HOW TO COMPLETE THIS TASK
Give back every record exactly.

(Dataset entries)
○ ○ ○
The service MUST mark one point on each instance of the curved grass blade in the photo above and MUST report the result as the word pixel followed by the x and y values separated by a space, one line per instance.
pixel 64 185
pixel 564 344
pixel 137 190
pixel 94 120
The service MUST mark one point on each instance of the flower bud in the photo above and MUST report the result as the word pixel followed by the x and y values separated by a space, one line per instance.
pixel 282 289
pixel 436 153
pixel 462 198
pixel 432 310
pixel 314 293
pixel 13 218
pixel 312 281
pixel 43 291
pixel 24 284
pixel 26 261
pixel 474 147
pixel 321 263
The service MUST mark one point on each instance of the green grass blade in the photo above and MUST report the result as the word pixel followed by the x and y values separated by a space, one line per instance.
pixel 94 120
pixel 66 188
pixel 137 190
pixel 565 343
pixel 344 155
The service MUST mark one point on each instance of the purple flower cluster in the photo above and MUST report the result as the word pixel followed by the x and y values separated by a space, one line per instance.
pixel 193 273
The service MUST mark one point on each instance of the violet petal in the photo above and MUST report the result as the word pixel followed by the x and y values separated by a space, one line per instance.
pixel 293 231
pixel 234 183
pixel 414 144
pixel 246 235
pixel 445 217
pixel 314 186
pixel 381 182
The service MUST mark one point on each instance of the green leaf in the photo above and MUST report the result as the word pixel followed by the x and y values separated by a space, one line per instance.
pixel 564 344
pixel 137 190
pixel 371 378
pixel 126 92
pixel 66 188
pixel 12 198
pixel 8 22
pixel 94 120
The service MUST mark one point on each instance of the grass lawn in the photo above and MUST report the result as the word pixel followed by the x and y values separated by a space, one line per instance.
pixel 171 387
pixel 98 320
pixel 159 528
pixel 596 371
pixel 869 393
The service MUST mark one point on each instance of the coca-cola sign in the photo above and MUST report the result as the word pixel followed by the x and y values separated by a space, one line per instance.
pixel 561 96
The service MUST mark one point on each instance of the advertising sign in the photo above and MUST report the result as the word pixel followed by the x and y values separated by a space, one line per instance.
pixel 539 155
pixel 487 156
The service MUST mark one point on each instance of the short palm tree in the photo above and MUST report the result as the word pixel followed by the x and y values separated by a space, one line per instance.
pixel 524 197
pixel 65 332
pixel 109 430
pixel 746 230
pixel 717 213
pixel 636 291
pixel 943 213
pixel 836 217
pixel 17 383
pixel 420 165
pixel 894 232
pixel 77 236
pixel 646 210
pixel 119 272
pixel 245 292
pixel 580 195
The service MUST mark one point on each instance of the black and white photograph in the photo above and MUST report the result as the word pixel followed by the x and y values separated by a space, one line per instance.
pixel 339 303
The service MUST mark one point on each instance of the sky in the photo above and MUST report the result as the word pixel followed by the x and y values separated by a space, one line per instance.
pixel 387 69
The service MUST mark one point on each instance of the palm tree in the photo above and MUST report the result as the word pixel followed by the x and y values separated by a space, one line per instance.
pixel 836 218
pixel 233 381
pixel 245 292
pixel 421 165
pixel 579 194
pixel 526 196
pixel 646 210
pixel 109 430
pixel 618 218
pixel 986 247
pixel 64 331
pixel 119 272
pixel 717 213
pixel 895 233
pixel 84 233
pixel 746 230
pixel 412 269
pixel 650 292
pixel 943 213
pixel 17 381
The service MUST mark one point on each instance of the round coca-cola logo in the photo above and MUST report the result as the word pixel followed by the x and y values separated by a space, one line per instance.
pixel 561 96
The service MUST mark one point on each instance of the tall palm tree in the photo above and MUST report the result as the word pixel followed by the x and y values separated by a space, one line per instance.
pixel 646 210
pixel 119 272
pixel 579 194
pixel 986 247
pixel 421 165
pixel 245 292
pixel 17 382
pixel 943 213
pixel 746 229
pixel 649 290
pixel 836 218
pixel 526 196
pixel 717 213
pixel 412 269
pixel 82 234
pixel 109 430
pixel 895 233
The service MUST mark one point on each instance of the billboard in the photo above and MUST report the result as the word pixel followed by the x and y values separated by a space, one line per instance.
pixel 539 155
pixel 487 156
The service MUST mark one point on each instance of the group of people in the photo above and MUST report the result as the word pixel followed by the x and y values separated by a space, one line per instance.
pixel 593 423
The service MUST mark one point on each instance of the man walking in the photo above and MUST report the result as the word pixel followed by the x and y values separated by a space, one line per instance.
○ ○ ○
OUTPUT OF THE EXERCISE
The service MUST mark one point on each instance of the curved grass blade in the photo above and MUST report the result as the word pixel followed by the x and y values separated by a space, one line per instance.
pixel 64 185
pixel 564 344
pixel 137 190
pixel 94 120
The service MUST mark one point on each instance of the flower bud in the photo above and MUST report the result as the word pixel followed by the x and y values separated by a space, one line per instance.
pixel 282 289
pixel 436 153
pixel 462 198
pixel 432 310
pixel 314 293
pixel 13 218
pixel 312 281
pixel 43 291
pixel 24 284
pixel 26 261
pixel 474 147
pixel 321 263
The service MUST mark one point on each instance of the green grass blade in the photo above and MUST report the result as the word pixel followed by the x and y values separated by a space, one line per instance.
pixel 94 120
pixel 66 188
pixel 137 190
pixel 565 343
pixel 344 155
The service MUST mark one point on each instance of the purple flower cluster in the photo above and MUST report the result as the word pixel followed by the x and y values separated by a space, one line per instance.
pixel 193 273
The service MUST mark one point on each instance of the violet petal in the photo above and MUST report the result as the word pixel followed by the x and y values separated by a space, one line per instance.
pixel 293 231
pixel 234 183
pixel 414 144
pixel 246 235
pixel 445 217
pixel 314 186
pixel 381 182
The service MUST mark one point on each instance of the green leaf in the photo above and MUST report the result as the word pixel followed by the x and y values separated by a space, one line per instance.
pixel 564 344
pixel 137 190
pixel 371 378
pixel 126 92
pixel 66 188
pixel 12 198
pixel 8 22
pixel 94 120
The service MUST mark one point on each instance of the grass lawn in the photo above and MUST report the result as the word pixel followed by the x and y values separated by a space, one line per instance.
pixel 171 387
pixel 98 320
pixel 159 528
pixel 596 371
pixel 869 393
The service MUST mark one point on each instance of the coca-cola sign in the photo above and MUST report the result as the word pixel followed by the x and y values separated by a space, one line per instance.
pixel 561 96
The service MUST mark one point on each instance of the advertising sign in the photo above and MUST report the result as the word pixel followed by the x and y values separated by a space, one line per instance.
pixel 539 155
pixel 487 156
The service MUST mark one point on each instance of the short palm tree in the photo above and MUST report the result as the word pixel followed by the x and y values separated by a space, one line per instance.
pixel 524 197
pixel 65 332
pixel 109 430
pixel 746 230
pixel 717 213
pixel 636 291
pixel 943 213
pixel 836 217
pixel 17 383
pixel 420 165
pixel 894 232
pixel 77 236
pixel 646 210
pixel 119 272
pixel 245 292
pixel 580 195
The service MUST mark one point on each instance of the black and white photograph in the photo above and MUST report the result as the word pixel followed by the x and y values separated by a space, one line per instance.
pixel 339 303
The service MUST mark one point on each instance of the sky in the photo above and MUST report the result as the word pixel followed by the x and y values separated by a space, one line per instance.
pixel 387 69
The service MUST mark one point on each instance of the palm tree in the photo above and MUST report the result as the word pixel followed by the x and y values separated by a space, one line per instance.
pixel 836 218
pixel 233 381
pixel 245 292
pixel 421 165
pixel 579 194
pixel 526 196
pixel 646 210
pixel 109 430
pixel 618 218
pixel 986 247
pixel 64 331
pixel 119 272
pixel 717 213
pixel 895 233
pixel 84 233
pixel 746 230
pixel 412 269
pixel 650 292
pixel 943 213
pixel 17 381
The service MUST mark one point on each instance of the round coca-cola logo in the photo above and MUST report the result as the word pixel followed by the x and y values separated by a space, one line per instance.
pixel 561 96
The service MUST mark one point on each instance of the tall palm tree in the photo above and MUST report the result as the word pixel followed by the x and y values separated by a space, one line per instance.
pixel 646 210
pixel 119 272
pixel 579 194
pixel 986 247
pixel 421 165
pixel 245 292
pixel 17 382
pixel 943 213
pixel 746 229
pixel 649 290
pixel 836 218
pixel 526 196
pixel 717 213
pixel 412 269
pixel 82 234
pixel 109 430
pixel 895 233
The service MUST mark one point on each instance of the billboard in the photo above and MUST report the result as the word pixel followed by the x and y values separated by a space, one line per instance.
pixel 539 155
pixel 487 156
The service MUST mark one point on each instance of the group of people in the photo above and MUST report the result as the word pixel followed by the x and y values separated by a space, one line per instance.
pixel 593 423
The service MUST mark one point on each instance of the man walking in the photo above and MUST report the result as the word pixel followed by the x and y values separated by a space, one line per instance.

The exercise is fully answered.